Extrait de page:
○ ○ ○ ○
Le droit belge prévoit que le sous-traitant puisse agir à l’égard du maître de l’ouvrage : c’est ce que stipule l’article 1798 du Code civil qui institue l’action directe. Cette dernière a pour effet d’immobiliser la créance (déjà née) de l’entrepreneur principal envers le maître de l’ouvrage dès que le sous-traitant a informé ce dernier de sa volonté de s’en prévaloir. Le maître de l’ouvrage devra donc payer la créance au sous-traitant plutôt qu’à l’entrepreneur principal.
Il arrive régulièrement que plusieurs actions directes soient notifiées au cours d’une même période au maître d'ouvrage. Se pose alors la question de la manière dont il doit procéder pour répartir les fonds. Comment déterminer l’ordre de paiement entre les divers sous-traitants ?
La question du conflit entre plusieurs actions directes n'est pas expressément réglée par l'article 1798 du Code civil et fait l'objet d'analyses divergentes en doctrine et en jurisprudence.
○ ○ ○ ○
Lignes de données:
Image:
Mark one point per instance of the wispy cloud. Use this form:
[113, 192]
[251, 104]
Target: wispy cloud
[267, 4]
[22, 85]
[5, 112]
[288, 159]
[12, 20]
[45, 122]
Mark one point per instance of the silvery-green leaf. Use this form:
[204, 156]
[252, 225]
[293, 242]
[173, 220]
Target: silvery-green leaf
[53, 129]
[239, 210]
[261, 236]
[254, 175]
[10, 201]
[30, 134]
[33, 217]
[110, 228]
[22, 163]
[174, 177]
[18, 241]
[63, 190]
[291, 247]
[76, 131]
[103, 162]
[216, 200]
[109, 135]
○ ○ ○ ○
Problèmes à résoudre:
A – Relevez tous les acteurs d'un chantier que nomme l'extrait sur l'action directe du sous-traitant.
B – Répondez aux questions suivantes à partir de l'extrait sur l'action directe du sous-traitant.
(i) Quel article du Code civil institue l'action directe ?
(ii) Quelle question se pose lorsque plusieurs actions directes sont notifiées au maître d'ouvrage au cours d'une même période ?
(iii) Où le conflit entre plusieurs actions directes fait-il l'objet d'analyses divergentes ?

Réponses aux exercices:
A –
le sous-traitant
le maître de l'ouvrage
l'entrepreneur principal

B –
(i) L'article 1798 du Code civil.
(ii) Celle de la manière dont il doit procéder pour répartir les fonds.
(iii) En doctrine et en jurisprudence.